Image box annotation data

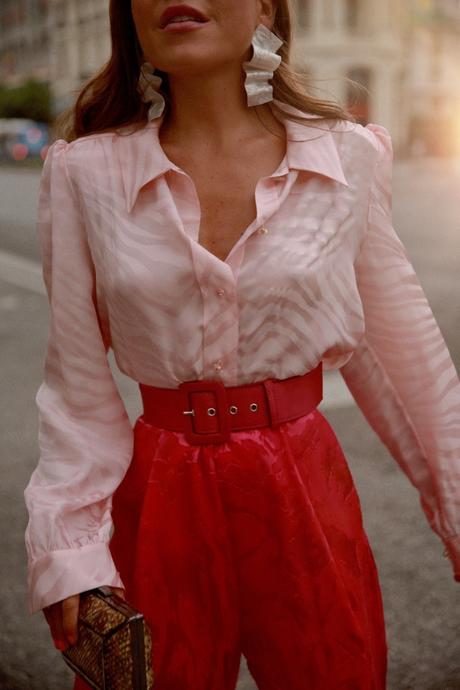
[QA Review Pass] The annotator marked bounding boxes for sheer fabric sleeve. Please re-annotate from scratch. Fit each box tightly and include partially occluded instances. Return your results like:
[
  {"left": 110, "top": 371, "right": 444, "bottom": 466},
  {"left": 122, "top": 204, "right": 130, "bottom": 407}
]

Required work:
Reproduce the data above with every occurrence of "sleeve" swapped for "cuff", leaving everything else unchanged. Omit the pictures from your answer.

Solution:
[QA Review Pass] The annotator marked bounding boxes for sheer fabric cuff. Please re-annotate from scratch. Fit each box tightly and include partially occluded instances. Return your results like:
[
  {"left": 110, "top": 371, "right": 444, "bottom": 466},
  {"left": 122, "top": 204, "right": 130, "bottom": 407}
]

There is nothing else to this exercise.